**Required work**
[1] Using the passage on Aristotle's politics below, explain why Aristotle held that eudaimonia could only be achieved through politics.
[2] In the passage on Aristotle's politics below, what name did Aristotle give to the human "telos" or "end"?
[3] Decide whether each statement agrees with the passage on Aristotle's politics below. Answer yes or no, and quote the words from the passage that settle it.
(a) Aristotle regarded the common practice of slavery as wrong.
(b) Aristotle held that city states were the proper form of politics.
(c) Aristotle thought freedom was natural to all people.

**Article**
= = = =

For Aristotle, the ultimate end of politics was also the highest human goal, the human ‘telos’ or ‘end’, which he called ‘eudaimonia’: the happy feeling you get when your life is fulfilled. He believed that eudaimonia could only be achieved through politics because he believed that you could not be fully human except through taking part in politics. Aristotle believed that the city states were the proper form of politics, and their citizens politicians, saying “The unqualified citizen is defined by nothing else so much as by his participation in judgement and office.” (Politics, Bk3 Ch1). He believed that those citizens who did not take part in politics, and were not philosophers like himself, were shirking their duties – “…those who contribute the most…have a larger share in the city state that those who are equal or superior in freedom or family but inferior in political virtue…” (Politics, Bk3 Ch9). Thus Aristotles’ views of the ends of politics were realistic, being based on his experience of the city states and their citizens which existed in his time.

Aristotle believed that freedom or liberty (the terms will be used interchangeably) was natural to some but not to others – only those who were ‘capable’ of freedom, and who were brought up in the right cultural and political enviroment (as in, brought up as citizens in a city state), should have it. He did not regard the common practice of slavery as wrong, saying “It is evident, then, that there are some people…for whom slavery is both just and beneficial.” (Politics, Bk1 Ch5).

= = = =

(Object pointing dataset rows)
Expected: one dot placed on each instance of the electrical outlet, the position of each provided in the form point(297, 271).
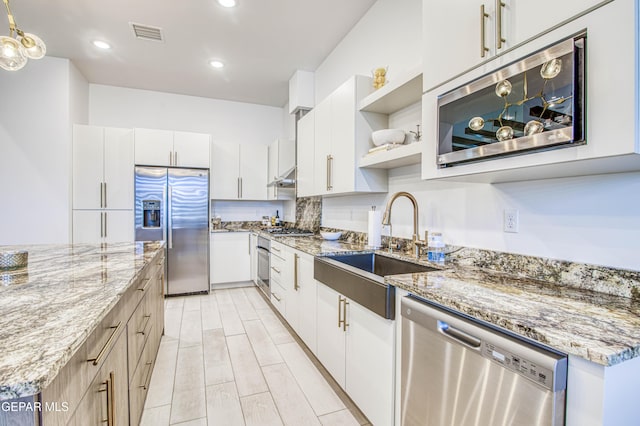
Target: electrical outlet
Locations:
point(511, 222)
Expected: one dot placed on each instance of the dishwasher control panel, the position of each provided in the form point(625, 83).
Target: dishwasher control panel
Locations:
point(518, 364)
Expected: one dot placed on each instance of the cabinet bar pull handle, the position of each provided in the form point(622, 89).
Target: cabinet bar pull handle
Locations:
point(103, 351)
point(170, 218)
point(145, 384)
point(345, 324)
point(295, 272)
point(147, 317)
point(109, 390)
point(483, 15)
point(499, 39)
point(144, 287)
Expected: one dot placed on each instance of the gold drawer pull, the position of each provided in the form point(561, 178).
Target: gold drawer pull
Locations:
point(104, 350)
point(145, 384)
point(148, 317)
point(110, 389)
point(144, 287)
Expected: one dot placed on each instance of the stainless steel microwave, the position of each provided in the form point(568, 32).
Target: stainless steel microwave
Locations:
point(537, 103)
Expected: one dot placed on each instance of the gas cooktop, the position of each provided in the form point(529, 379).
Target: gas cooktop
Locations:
point(288, 232)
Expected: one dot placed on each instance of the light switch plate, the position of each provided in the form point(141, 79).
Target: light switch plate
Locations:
point(511, 220)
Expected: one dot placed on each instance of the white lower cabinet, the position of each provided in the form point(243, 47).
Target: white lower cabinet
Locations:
point(102, 226)
point(230, 257)
point(301, 299)
point(356, 346)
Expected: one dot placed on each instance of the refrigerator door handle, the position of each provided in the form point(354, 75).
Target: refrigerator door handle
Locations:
point(169, 221)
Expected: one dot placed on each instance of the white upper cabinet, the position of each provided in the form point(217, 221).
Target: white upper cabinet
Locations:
point(460, 35)
point(253, 172)
point(153, 147)
point(191, 149)
point(225, 165)
point(341, 138)
point(166, 148)
point(102, 168)
point(238, 172)
point(305, 155)
point(102, 226)
point(611, 112)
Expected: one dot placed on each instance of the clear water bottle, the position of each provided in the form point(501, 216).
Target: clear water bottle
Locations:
point(435, 250)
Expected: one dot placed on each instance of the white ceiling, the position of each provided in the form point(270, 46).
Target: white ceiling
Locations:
point(262, 42)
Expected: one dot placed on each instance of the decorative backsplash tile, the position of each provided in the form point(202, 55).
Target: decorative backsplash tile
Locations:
point(309, 213)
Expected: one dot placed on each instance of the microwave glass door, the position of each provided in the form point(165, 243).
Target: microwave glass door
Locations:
point(535, 103)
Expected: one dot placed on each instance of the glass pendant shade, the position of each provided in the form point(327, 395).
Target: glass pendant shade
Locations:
point(504, 133)
point(33, 46)
point(533, 127)
point(476, 123)
point(551, 69)
point(503, 88)
point(12, 54)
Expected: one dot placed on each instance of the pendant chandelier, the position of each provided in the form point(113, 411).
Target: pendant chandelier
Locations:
point(18, 46)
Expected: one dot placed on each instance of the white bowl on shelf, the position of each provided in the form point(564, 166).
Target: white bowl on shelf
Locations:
point(331, 236)
point(387, 136)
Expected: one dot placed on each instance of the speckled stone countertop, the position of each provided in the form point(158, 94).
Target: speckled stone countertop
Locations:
point(602, 328)
point(48, 309)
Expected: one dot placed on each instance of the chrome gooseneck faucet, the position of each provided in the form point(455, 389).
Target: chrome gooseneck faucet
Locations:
point(386, 219)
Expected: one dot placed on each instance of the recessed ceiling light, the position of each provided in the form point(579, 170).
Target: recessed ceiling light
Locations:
point(216, 64)
point(101, 44)
point(227, 3)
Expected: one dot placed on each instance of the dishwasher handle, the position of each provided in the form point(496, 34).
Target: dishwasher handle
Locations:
point(459, 335)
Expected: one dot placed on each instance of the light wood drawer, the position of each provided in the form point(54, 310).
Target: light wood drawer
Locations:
point(139, 329)
point(139, 385)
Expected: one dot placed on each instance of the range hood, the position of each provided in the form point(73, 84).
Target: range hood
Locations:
point(286, 180)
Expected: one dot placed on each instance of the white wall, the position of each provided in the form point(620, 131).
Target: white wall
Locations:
point(35, 150)
point(225, 121)
point(590, 219)
point(389, 35)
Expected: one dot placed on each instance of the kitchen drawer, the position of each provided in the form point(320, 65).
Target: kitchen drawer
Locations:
point(72, 382)
point(139, 328)
point(139, 385)
point(277, 249)
point(278, 297)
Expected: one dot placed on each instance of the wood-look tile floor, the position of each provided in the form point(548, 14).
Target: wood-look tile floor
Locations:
point(227, 359)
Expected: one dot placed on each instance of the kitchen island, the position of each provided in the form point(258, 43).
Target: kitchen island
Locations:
point(64, 313)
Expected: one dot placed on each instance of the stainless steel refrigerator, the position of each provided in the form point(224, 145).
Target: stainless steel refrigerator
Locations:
point(172, 204)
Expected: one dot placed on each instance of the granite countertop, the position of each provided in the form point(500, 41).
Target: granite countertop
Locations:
point(49, 309)
point(599, 327)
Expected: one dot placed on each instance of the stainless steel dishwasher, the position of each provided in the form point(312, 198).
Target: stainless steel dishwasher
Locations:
point(457, 371)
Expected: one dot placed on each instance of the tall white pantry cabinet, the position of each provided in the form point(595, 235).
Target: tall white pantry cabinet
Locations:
point(102, 184)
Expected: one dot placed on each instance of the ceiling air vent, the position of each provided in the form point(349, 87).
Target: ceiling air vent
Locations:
point(147, 32)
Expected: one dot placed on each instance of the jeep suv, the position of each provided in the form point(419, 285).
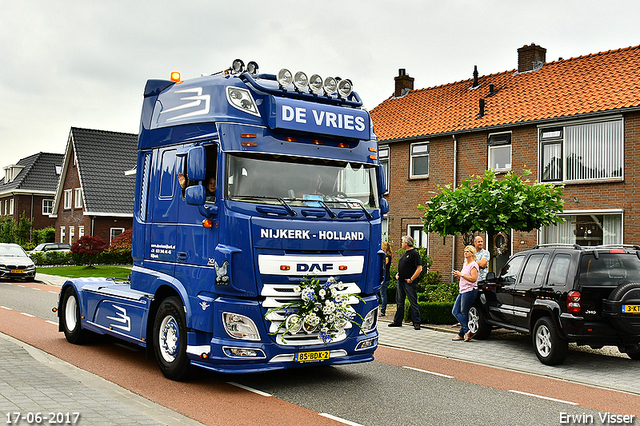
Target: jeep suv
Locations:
point(561, 293)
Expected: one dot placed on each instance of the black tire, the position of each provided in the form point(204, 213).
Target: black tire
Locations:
point(550, 348)
point(477, 323)
point(634, 354)
point(70, 317)
point(170, 339)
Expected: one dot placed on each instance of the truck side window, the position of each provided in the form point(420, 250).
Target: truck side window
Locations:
point(559, 269)
point(510, 271)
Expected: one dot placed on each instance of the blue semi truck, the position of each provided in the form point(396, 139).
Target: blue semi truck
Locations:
point(252, 190)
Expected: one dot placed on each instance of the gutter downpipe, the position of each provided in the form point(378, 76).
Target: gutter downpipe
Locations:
point(455, 180)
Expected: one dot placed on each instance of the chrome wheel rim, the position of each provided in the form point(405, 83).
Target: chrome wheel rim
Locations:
point(70, 313)
point(169, 338)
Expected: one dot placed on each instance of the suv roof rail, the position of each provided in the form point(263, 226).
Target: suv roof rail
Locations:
point(609, 246)
point(575, 246)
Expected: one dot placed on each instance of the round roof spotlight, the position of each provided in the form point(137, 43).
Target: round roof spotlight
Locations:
point(284, 78)
point(252, 68)
point(345, 88)
point(330, 85)
point(315, 83)
point(300, 80)
point(237, 66)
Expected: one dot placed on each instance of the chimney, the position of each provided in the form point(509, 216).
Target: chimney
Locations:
point(404, 83)
point(531, 58)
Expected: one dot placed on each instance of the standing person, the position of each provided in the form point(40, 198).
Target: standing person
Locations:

= = = =

**Expected responses**
[1] Aristotle believed that a person could not be fully human except by taking part in politics. For that reason, he held that eudaimonia, the fulfillment of the highest human goal, could only come through politics.

[2] He called it "eudaimonia."

[3]
(a) No: "He did not regard the common practice of slavery as wrong"
(b) Yes: "Aristotle believed that the city states were the proper form of politics"
(c) No: "was natural to some but not to others"